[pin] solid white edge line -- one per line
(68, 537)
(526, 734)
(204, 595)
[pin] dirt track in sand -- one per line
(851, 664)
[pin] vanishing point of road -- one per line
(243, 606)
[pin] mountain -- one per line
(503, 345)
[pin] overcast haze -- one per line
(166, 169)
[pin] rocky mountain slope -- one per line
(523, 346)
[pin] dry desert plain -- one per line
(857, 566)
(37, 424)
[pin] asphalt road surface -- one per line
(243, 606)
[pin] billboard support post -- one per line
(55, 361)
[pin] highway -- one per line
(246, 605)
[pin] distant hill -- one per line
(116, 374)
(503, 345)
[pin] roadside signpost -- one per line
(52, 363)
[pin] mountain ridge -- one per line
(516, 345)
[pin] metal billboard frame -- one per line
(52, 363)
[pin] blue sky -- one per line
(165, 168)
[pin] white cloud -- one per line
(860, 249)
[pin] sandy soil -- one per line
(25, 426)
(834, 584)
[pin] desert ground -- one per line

**********

WRITTEN REQUEST
Rewrite all of the material above, replacing "one per line" with "one point per line" everywhere and leaving everything else the same.

CORRECT ANSWER
[pin] solid white edge line -- one point per line
(68, 537)
(526, 734)
(204, 595)
[pin] dirt track in sand -- one point per line
(851, 664)
[pin] vanishing point of road -- one point per line
(243, 606)
[pin] mountain -- one point per line
(503, 345)
[pin] overcast haze -- one point per line
(166, 169)
[pin] rocky mountain slope -- one point per line
(523, 346)
[pin] dry desert plain -- one point per line
(857, 566)
(37, 424)
[pin] asphalt road surface -- one point per line
(243, 606)
[pin] billboard support post -- one point per line
(55, 361)
[pin] highway -- one point per line
(246, 605)
[pin] distant hill -- one point per line
(116, 374)
(503, 345)
[pin] roadside signpost -- one point per line
(52, 363)
[pin] mountain ridge -- one point per line
(516, 345)
[pin] metal billboard frame -- one point per line
(52, 363)
[pin] blue sky -- one point per line
(165, 168)
[pin] white cloud -- one point per line
(860, 249)
[pin] sandy soil -- one point per line
(25, 426)
(834, 584)
[pin] desert ground -- one point per line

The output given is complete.